Корректировки текущего бюджета, по всей видимости, исходят из прекращения военных действий в этом году. На это указывает отсутствие заложенного в расходах авансового платежа на следующий год. При этом, по мнению правительства, расходы следующего года в условиях остановки военных действий не сократятся, а лишь перестанут расти. Если же военные действия не прекратятся, то расходы 2025 года будут почти наверняка вновь увеличены, равно как и расходы 2026-го.
Сомнения вызывают и запланированные на 2026 год доходы бюджета. Нефтегазовые доходы могут оказаться заметно ниже, поскольку прогнозы нефтяных цен снижаются, а избыток предложения грозит России либо утратой доли рынка вследствие дополнительных санкций, либо увеличением «дисконта» на российскую нефть. В то же время рост ненефтегазовых доходов рассчитан исходя из предположения о росте экономики на 1,3%. Однако сокращение экспортных доходов, давление ставок и рост налоговых изъятий могут с высокой вероятностью привести к ее сжатию.
Наконец, существенной проблемой являются внутренние заимствования для финансирования дефицита бюджета. В прошлом Минфин утверждал, что считает «безопасным» госдолг, не превышающий 20% ВВП. И уже в следующем году он вплотную приблизится к этой границе. Однако проблема не только в границе, которая, вероятно, будет пересмотрена под давлением Кремля. Нынешний механизм заимствований не обеспечивает их рыночной привлекательности в необходимом объеме, а основными кредиторами правительства становятся системные госбанки. Если механизм заимствований станет рыночным, то цена обслуживания долга будет слишком быстро расти. А в квазирыночном исполнении он предполагает эмиссию и наращивает инфляционные риски.
Российскую бюджетную систему не ждет катастрофа в следующем году, но системный кризис государственных финансов будет налицо.
Относительно уверенно о внесенном на прошлой неделе в Думу проекте федерального бюджета на следующий год можно сказать одно: в том виде, в котором он представлен правительством и будет безропотно утвержден парламентом, он почти наверняка не будет исполнен.
Хотя правительство и Дума продолжают утверждать каждый год основные параметры трехлетнего бюджетного плана, его прогнозная часть — относящаяся к следующим двум годам — никогда не была особенно релевантной. По замыслу, трехлетний бюджет должен демонстрировать бюджетную стабильность, однако в российских реалиях она оставалась лишь благим намерением. Так, за последние 12 лет, помимо колебаний цен на ресурсы, Кремль дважды начинал военное вторжение в Украину, которое влекло за собой ответные санкции, и трижды объявлял об изменении параметров налогового режима (в 2018, 2024 и 2025 годах). При этом бюджет ближайшего года, как правило, оставался вполне работающим инструментом бюджетной политики.

_Перечень данных_:
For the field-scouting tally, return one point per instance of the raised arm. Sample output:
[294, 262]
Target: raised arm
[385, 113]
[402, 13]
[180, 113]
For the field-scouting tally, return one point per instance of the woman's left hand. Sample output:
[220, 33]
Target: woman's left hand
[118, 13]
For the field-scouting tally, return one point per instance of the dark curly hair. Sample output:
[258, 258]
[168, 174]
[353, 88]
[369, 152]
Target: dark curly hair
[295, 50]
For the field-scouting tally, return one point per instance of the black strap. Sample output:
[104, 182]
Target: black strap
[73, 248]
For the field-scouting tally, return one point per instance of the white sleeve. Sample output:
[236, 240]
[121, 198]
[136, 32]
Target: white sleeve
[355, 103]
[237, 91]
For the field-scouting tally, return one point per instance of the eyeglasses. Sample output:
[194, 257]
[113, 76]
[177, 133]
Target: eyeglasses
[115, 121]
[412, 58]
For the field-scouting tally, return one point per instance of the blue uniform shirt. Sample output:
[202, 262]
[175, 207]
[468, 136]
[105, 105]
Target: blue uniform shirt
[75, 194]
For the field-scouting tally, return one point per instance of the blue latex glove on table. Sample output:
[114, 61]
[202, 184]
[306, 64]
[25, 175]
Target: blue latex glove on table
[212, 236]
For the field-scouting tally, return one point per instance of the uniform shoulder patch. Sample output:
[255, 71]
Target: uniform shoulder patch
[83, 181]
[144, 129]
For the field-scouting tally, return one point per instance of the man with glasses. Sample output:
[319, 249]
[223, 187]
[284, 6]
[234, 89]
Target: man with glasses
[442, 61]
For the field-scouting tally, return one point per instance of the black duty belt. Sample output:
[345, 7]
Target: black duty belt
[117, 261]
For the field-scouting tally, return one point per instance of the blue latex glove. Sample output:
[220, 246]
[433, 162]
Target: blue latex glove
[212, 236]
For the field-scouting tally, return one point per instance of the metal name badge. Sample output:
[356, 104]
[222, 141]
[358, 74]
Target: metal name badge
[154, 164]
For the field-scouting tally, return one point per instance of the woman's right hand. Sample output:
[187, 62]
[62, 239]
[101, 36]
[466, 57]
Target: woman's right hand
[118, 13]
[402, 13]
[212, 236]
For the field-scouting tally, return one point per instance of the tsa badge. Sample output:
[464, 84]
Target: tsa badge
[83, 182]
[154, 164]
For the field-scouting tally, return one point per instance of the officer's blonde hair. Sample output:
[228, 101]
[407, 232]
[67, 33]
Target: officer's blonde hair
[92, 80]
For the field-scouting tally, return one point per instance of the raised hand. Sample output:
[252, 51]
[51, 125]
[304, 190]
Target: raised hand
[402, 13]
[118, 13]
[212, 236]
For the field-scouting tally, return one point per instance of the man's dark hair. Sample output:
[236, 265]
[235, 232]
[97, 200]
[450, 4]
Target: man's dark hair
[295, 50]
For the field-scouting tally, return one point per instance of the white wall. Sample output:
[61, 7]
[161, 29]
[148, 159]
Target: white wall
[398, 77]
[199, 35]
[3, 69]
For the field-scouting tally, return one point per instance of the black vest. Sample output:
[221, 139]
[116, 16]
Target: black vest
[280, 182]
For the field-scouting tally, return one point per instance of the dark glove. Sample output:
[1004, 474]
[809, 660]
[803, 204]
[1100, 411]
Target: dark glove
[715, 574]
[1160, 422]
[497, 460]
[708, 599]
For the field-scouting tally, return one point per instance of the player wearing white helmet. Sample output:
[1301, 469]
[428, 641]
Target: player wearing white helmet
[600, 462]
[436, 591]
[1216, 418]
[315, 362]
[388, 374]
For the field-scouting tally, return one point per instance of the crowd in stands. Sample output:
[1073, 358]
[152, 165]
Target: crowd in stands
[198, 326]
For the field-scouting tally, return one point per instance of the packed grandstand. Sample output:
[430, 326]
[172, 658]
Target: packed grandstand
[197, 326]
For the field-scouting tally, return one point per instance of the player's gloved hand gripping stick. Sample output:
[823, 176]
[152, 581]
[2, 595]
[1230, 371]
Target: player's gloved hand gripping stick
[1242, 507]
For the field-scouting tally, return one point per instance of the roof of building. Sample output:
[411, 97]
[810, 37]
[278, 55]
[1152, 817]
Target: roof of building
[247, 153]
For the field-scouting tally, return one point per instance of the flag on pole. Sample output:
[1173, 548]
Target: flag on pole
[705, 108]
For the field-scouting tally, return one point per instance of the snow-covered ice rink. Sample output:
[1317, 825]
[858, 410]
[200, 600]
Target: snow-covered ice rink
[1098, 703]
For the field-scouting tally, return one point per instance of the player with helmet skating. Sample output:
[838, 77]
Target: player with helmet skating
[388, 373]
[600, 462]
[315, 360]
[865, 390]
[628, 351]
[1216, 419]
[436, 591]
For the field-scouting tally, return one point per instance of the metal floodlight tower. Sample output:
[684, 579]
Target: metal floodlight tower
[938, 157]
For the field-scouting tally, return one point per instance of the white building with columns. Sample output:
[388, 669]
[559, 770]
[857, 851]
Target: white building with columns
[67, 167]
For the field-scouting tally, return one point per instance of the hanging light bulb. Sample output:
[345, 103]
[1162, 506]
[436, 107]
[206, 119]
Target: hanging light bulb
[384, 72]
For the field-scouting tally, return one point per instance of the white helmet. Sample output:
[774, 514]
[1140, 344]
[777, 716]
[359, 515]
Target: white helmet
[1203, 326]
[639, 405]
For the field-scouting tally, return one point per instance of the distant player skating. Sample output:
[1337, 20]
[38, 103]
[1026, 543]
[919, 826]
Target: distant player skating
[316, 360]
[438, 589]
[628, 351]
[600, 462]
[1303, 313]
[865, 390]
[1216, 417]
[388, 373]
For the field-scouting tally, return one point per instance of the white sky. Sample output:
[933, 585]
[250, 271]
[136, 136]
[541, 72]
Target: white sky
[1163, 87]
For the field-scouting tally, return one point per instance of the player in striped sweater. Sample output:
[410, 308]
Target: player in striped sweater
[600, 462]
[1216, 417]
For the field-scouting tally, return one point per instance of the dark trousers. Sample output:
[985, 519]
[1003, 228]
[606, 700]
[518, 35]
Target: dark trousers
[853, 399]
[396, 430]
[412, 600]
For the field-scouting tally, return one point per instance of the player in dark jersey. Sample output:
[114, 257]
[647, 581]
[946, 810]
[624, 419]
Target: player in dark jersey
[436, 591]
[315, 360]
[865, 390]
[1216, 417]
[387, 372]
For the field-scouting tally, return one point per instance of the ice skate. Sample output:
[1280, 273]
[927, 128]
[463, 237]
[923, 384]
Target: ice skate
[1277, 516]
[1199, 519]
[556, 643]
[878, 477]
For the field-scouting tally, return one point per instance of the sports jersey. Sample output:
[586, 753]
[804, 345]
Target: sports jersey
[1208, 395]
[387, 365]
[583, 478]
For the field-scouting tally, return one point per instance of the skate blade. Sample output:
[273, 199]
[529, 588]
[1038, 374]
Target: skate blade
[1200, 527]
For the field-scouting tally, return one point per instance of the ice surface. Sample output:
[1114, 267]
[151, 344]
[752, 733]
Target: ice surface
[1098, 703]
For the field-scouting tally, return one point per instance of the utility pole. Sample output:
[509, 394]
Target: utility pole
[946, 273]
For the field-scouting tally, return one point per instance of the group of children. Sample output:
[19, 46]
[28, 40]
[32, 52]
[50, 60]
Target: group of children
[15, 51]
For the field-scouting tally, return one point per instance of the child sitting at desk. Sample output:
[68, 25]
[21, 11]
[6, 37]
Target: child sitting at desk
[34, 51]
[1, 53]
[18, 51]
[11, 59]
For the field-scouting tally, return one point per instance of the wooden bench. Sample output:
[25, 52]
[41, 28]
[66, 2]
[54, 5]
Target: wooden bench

_Цель_:
Перепишите отрывок текста о российском бюджете, начиная с «Наконец, существенной проблемой» и заканчивая «финансов будет налицо.», и поставьте «государственный долг» вместо «госдолг». Записи здесь не понадобятся.

_Письменное решение_:
Наконец, существенной проблемой являются внутренние заимствования для финансирования дефицита бюджета. В прошлом Минфин утверждал, что считает «безопасным» государственный долг, не превышающий 20% ВВП. И уже в следующем году он вплотную приблизится к этой границе. Однако проблема не только в границе, которая, вероятно, будет пересмотрена под давлением Кремля. Нынешний механизм заимствований не обеспечивает их рыночной привлекательности в необходимом объеме, а основными кредиторами правительства становятся системные госбанки. Если механизм заимствований станет рыночным, то цена обслуживания долга будет слишком быстро расти. А в квазирыночном исполнении он предполагает эмиссию и наращивает инфляционные риски.
Российскую бюджетную систему не ждет катастрофа в следующем году, но системный кризис государственных финансов будет налицо.